Set task: Show every line of the entries below that contains the string "head".

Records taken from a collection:

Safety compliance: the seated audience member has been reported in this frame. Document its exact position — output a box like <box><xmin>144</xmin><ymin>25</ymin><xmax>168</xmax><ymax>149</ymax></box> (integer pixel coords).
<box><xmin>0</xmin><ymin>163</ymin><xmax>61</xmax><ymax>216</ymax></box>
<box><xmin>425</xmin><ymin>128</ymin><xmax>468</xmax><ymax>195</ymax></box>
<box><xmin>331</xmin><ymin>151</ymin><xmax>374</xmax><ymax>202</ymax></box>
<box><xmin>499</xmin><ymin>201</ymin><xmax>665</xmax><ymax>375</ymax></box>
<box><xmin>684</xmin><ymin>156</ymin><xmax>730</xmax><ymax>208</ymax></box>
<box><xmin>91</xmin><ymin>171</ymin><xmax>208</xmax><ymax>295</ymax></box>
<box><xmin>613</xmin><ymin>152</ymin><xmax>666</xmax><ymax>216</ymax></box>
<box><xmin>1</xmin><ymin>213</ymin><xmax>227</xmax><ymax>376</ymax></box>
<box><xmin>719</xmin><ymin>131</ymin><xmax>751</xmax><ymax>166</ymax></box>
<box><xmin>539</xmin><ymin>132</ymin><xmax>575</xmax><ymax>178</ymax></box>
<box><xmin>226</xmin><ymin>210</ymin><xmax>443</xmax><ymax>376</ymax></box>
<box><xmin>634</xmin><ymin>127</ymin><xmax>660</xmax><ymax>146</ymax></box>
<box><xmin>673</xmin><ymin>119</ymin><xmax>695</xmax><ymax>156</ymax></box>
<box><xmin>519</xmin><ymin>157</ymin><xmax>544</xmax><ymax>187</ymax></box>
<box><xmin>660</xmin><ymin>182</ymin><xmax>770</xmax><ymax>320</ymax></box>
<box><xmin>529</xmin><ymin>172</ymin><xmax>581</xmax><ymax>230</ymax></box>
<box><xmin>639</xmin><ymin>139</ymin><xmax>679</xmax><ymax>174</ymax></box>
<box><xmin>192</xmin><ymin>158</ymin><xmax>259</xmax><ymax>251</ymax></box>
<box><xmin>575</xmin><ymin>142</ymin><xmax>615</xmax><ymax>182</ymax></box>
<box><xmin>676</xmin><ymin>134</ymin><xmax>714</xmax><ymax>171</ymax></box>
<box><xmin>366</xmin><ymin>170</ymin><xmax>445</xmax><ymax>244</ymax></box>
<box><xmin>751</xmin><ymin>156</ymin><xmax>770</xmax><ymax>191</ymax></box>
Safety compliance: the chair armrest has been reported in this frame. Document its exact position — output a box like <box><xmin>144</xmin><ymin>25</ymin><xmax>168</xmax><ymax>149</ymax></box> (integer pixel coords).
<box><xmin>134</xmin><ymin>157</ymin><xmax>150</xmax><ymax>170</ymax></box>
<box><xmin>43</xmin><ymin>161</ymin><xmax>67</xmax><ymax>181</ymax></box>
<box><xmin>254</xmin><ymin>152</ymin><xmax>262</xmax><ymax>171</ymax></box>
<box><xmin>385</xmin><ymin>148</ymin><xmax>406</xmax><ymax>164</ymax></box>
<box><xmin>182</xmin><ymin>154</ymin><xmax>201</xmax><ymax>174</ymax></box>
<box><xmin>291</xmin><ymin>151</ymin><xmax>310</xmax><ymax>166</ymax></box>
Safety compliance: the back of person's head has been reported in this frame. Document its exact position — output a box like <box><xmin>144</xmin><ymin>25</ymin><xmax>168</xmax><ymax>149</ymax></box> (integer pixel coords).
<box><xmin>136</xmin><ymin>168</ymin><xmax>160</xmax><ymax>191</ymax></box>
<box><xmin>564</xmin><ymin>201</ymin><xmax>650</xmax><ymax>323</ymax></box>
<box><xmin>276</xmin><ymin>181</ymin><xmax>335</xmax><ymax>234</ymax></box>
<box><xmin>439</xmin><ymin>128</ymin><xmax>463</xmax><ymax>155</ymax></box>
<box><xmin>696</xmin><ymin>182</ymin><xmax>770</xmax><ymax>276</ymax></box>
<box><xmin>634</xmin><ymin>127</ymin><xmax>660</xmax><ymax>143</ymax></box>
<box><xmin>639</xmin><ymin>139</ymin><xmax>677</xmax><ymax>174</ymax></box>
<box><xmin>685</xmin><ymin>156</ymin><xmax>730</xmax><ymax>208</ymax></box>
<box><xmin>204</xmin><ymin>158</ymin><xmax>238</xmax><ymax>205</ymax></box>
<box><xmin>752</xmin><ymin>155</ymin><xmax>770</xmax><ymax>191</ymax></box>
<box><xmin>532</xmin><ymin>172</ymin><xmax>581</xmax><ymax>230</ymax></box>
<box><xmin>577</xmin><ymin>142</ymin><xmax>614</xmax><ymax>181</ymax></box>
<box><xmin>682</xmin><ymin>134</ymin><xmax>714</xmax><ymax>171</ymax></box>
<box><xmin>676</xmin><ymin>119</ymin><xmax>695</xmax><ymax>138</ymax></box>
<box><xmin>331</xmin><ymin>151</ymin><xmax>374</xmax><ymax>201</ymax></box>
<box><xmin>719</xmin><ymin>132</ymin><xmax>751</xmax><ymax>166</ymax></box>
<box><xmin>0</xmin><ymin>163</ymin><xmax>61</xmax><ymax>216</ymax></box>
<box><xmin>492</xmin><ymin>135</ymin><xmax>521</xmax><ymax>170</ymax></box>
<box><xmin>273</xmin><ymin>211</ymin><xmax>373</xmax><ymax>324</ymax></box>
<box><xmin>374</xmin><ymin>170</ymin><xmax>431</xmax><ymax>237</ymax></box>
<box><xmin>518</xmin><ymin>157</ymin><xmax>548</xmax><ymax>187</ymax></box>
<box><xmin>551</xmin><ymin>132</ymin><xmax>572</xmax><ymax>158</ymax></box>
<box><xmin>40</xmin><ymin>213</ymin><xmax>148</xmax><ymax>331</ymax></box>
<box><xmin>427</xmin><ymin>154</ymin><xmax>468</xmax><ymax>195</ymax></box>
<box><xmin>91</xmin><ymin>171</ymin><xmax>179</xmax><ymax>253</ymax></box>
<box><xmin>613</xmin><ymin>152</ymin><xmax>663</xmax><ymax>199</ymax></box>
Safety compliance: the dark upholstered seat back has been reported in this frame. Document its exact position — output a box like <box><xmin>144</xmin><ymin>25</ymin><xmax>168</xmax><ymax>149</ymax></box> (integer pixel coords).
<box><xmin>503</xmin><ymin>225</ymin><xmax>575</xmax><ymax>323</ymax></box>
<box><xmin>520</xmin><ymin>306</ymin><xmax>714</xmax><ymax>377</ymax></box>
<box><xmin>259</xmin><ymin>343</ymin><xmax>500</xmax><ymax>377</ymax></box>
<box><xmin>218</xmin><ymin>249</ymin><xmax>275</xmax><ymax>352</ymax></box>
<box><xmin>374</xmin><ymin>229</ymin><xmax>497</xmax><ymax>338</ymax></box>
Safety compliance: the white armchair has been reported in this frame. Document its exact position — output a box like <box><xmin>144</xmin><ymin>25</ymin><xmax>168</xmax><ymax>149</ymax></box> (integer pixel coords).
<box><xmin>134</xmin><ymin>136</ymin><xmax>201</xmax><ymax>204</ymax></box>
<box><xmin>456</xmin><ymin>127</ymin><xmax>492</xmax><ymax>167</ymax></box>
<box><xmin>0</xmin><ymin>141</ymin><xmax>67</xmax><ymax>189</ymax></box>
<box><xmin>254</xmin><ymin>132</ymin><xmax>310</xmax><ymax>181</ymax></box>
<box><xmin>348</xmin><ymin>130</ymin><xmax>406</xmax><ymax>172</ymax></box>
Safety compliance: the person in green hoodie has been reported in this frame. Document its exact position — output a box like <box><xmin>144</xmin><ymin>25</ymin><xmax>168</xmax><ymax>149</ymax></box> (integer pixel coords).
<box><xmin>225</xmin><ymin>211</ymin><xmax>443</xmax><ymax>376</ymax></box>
==
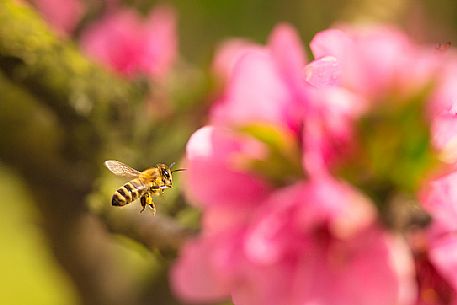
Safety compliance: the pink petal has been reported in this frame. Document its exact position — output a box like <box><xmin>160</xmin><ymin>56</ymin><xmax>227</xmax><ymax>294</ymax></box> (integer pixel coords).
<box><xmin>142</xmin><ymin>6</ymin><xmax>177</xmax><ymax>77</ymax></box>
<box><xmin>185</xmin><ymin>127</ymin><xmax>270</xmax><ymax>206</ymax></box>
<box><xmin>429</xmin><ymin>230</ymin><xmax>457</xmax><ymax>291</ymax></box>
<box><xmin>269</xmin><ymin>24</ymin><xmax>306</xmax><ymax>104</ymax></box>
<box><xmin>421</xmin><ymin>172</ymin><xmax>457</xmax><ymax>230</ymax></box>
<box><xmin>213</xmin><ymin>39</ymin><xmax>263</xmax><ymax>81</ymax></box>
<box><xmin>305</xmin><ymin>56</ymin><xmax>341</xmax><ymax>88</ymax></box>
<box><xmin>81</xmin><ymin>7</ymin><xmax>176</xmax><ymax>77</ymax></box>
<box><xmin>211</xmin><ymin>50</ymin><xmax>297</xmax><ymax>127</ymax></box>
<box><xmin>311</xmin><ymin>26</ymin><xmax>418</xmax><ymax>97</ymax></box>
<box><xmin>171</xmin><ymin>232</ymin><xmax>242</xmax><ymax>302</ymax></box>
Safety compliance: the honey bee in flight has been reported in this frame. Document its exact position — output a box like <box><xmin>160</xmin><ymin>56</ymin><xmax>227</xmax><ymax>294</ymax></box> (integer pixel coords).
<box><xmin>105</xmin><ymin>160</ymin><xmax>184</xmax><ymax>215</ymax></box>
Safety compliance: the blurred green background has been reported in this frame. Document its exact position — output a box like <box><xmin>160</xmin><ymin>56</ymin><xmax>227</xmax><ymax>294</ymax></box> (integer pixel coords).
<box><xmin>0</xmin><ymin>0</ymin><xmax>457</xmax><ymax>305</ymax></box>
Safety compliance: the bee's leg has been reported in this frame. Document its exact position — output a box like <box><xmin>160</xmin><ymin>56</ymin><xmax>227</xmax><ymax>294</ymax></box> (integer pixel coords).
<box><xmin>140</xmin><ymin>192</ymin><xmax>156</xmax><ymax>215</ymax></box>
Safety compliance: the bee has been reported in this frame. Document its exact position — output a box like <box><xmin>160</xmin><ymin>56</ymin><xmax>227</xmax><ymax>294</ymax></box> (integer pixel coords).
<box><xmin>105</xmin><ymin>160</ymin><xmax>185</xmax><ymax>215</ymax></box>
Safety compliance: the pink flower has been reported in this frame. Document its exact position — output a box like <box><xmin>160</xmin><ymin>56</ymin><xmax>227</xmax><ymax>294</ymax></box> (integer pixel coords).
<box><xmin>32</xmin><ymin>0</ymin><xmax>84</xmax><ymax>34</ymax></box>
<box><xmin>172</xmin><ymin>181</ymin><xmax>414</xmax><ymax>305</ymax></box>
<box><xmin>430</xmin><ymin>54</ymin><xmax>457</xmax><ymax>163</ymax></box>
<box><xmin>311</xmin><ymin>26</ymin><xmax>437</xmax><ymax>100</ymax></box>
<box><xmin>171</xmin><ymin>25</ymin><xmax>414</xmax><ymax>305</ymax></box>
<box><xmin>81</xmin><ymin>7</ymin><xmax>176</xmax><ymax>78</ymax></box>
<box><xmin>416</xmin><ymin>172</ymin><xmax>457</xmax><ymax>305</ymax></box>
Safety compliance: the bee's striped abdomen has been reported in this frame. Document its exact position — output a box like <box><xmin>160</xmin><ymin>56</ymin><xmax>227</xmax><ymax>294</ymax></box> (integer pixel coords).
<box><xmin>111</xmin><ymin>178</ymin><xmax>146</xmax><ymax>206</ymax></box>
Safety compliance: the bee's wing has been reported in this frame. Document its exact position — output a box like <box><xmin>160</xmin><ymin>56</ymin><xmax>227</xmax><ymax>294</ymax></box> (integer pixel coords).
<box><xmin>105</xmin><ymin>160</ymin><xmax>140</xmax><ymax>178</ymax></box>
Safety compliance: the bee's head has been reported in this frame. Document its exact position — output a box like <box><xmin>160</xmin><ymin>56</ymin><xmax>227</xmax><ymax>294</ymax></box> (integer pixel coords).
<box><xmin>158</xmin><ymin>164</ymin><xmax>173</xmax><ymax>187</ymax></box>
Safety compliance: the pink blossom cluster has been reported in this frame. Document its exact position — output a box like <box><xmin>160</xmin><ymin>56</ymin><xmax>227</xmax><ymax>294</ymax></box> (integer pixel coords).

Answer in full:
Safety compliance: the back of person's head has been reported in this frame. Document its exact position — output a box like <box><xmin>144</xmin><ymin>25</ymin><xmax>168</xmax><ymax>149</ymax></box> (integer pixel coords).
Safety compliance: the bee's head has been reported in this frame. Document its exact position — output a box like <box><xmin>160</xmin><ymin>56</ymin><xmax>227</xmax><ymax>294</ymax></box> (integer pixel coords).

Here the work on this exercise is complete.